**Work instructions:** Copy all of the items below word for word, line by line.

Dataset rows showing where objects appear:
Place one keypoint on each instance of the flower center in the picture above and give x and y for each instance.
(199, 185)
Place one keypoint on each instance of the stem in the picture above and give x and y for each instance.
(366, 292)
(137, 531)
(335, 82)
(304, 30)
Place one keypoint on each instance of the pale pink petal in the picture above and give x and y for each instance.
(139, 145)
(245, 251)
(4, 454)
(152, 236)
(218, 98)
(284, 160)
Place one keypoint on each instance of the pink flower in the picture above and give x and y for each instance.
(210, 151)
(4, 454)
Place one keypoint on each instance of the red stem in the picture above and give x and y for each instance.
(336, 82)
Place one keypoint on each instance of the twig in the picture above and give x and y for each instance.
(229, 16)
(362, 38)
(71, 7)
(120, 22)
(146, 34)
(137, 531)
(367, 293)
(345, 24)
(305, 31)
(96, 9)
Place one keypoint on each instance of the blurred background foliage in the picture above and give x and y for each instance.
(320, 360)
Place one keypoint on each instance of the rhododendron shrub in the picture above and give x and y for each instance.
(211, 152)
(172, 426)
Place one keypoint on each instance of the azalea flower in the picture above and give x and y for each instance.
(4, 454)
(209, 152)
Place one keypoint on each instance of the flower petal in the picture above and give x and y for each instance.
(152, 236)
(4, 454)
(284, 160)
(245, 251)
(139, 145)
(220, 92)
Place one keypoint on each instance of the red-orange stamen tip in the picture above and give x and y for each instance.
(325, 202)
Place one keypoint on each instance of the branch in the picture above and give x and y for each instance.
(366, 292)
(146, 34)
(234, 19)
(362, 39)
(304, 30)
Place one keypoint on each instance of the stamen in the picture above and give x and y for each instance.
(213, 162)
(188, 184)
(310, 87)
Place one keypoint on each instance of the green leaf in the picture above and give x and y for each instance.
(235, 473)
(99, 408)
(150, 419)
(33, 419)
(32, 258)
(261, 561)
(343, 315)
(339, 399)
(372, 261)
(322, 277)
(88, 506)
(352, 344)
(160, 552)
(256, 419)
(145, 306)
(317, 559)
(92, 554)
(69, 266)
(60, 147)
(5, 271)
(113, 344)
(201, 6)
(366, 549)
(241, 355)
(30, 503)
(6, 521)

**Result of the task:**
Place one keypoint on each instance of the flower center in the picture above and give x and y for each instance.
(199, 185)
Place one keypoint on each instance of the stem in the picture above and give x and y for each instance.
(366, 292)
(137, 531)
(335, 82)
(304, 30)
Place one keypoint on each instance of the pale pink petal in the picture above and give x and y for each instance.
(139, 145)
(245, 251)
(4, 454)
(152, 236)
(218, 98)
(284, 160)
Place one keypoint on each instance of the pink flower in the picture above and give x and y for each instance.
(210, 151)
(4, 454)
Place one keypoint on each instance of the red stem in the picture above and give x and y for each instance.
(336, 82)
Place one keypoint on each instance of the twig in the picture above and give x and y for each instance.
(229, 16)
(362, 38)
(71, 7)
(120, 22)
(146, 34)
(137, 531)
(367, 293)
(345, 24)
(305, 31)
(96, 9)
Place one keypoint on each instance of the blurred background foliage in the picture above and give x and y for each instance.
(320, 360)
Place one keypoint on each instance of the rhododendron shrub in the picture above and give x and y for each instance.
(211, 152)
(172, 426)
Place one keypoint on each instance of the azalea flower in the picture above and give x and y for each instance.
(4, 454)
(209, 152)
Place one keypoint on each instance of the flower petal in the picture above and give x and y for each instance.
(152, 236)
(4, 454)
(284, 160)
(245, 251)
(139, 145)
(220, 92)
Place one keypoint on each instance of the red-orange stamen tip in the picture above and give x and y for each instance.
(325, 202)
Place one keypoint on each instance of the branch in the picture above and give x and y for each instance.
(366, 292)
(146, 34)
(234, 19)
(362, 39)
(304, 30)
Place one keypoint on each instance of the stamen in the picture above and give x and y for each instance.
(213, 162)
(188, 184)
(310, 87)
Place one keypoint on each instance of the green leaf in the picture above and give x and y for each instance.
(235, 473)
(99, 408)
(150, 419)
(33, 419)
(32, 258)
(261, 561)
(343, 315)
(339, 399)
(372, 261)
(322, 277)
(88, 506)
(352, 344)
(160, 552)
(256, 419)
(145, 306)
(317, 559)
(92, 554)
(69, 266)
(60, 147)
(5, 271)
(113, 344)
(201, 6)
(366, 549)
(241, 355)
(30, 503)
(6, 521)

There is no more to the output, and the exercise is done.